▸ EXERCISE DIRECTIONS
Below you will find a set of lines. Repeat them all exactly.

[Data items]
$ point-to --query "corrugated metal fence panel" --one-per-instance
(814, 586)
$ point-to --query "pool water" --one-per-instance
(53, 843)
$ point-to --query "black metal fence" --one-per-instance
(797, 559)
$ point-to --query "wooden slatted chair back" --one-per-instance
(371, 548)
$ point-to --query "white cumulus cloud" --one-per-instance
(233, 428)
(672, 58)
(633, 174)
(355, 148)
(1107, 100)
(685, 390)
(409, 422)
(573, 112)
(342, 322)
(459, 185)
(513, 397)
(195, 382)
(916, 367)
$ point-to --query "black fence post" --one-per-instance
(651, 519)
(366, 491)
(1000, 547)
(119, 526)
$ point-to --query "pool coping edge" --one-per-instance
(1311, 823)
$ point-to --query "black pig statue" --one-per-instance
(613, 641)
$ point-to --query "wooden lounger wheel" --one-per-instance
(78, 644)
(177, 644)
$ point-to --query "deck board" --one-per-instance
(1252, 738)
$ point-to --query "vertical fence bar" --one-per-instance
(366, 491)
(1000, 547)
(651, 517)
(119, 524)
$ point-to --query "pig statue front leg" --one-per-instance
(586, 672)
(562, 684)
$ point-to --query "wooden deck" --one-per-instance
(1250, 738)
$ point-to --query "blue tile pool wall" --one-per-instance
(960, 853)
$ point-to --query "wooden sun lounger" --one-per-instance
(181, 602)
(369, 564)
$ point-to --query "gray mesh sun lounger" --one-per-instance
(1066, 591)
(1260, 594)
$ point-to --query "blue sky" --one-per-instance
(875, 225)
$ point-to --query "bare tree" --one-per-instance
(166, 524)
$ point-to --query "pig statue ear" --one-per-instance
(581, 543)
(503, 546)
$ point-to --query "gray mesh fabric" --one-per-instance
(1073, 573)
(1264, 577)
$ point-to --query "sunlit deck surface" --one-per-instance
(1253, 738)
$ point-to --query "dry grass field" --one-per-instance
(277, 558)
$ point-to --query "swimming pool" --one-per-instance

▸ RESULT FOR THIS TASK
$ point-to --query "corrugated metal fence panel" --one-per-instance
(814, 586)
$ point-to --query "pool water" --one-per-instance
(53, 843)
$ point-to --query "black metal fence" --one-per-instance
(797, 559)
$ point-to --query "wooden slatted chair back" --one-per-instance
(371, 548)
$ point-to --query "white cumulus cloud" --one-per-instance
(233, 428)
(672, 58)
(633, 174)
(355, 148)
(1107, 100)
(685, 390)
(409, 422)
(573, 112)
(342, 322)
(459, 185)
(513, 397)
(195, 382)
(916, 367)
$ point-to --query "black fence post" --one-per-instance
(651, 519)
(366, 491)
(1000, 547)
(119, 526)
$ point-to --query "pool coping edge" --one-per-instance
(1311, 823)
$ point-to --query "black pig statue" --one-per-instance
(613, 641)
$ point-to --query "wooden lounger wheel" --one-per-instance
(78, 644)
(177, 644)
$ point-to --query "deck board" --one-per-instance
(1252, 738)
$ point-to --query "vertical fence bar" --one-per-instance
(366, 491)
(1000, 547)
(651, 517)
(119, 524)
$ point-to --query "pig statue front leg" --one-per-instance
(586, 672)
(562, 684)
$ point-to --query "wooden deck" --one-per-instance
(1250, 738)
$ point-to --query "blue tile pool wall" --one-per-instance
(960, 853)
$ point-to --query "wooden sun lounger" --one-per-instance
(181, 602)
(369, 564)
$ point-to --query "gray mesh sun lounger" --one-per-instance
(1066, 591)
(1260, 594)
$ point-to --query "blue sky" --one-per-instance
(875, 225)
$ point-to --query "bare tree" --one-per-instance
(166, 524)
$ point-to --query "pig statue ear" --one-per-instance
(581, 543)
(503, 546)
$ point-to --query "gray mesh fabric" --one-per-instance
(1073, 573)
(1264, 577)
$ point-to --query "sunlit deck surface" --one-per-instance
(1253, 738)
$ point-to --query "dry grass field" --one-per-instance
(277, 558)
$ point-to --query "swimming pool" --one-per-instance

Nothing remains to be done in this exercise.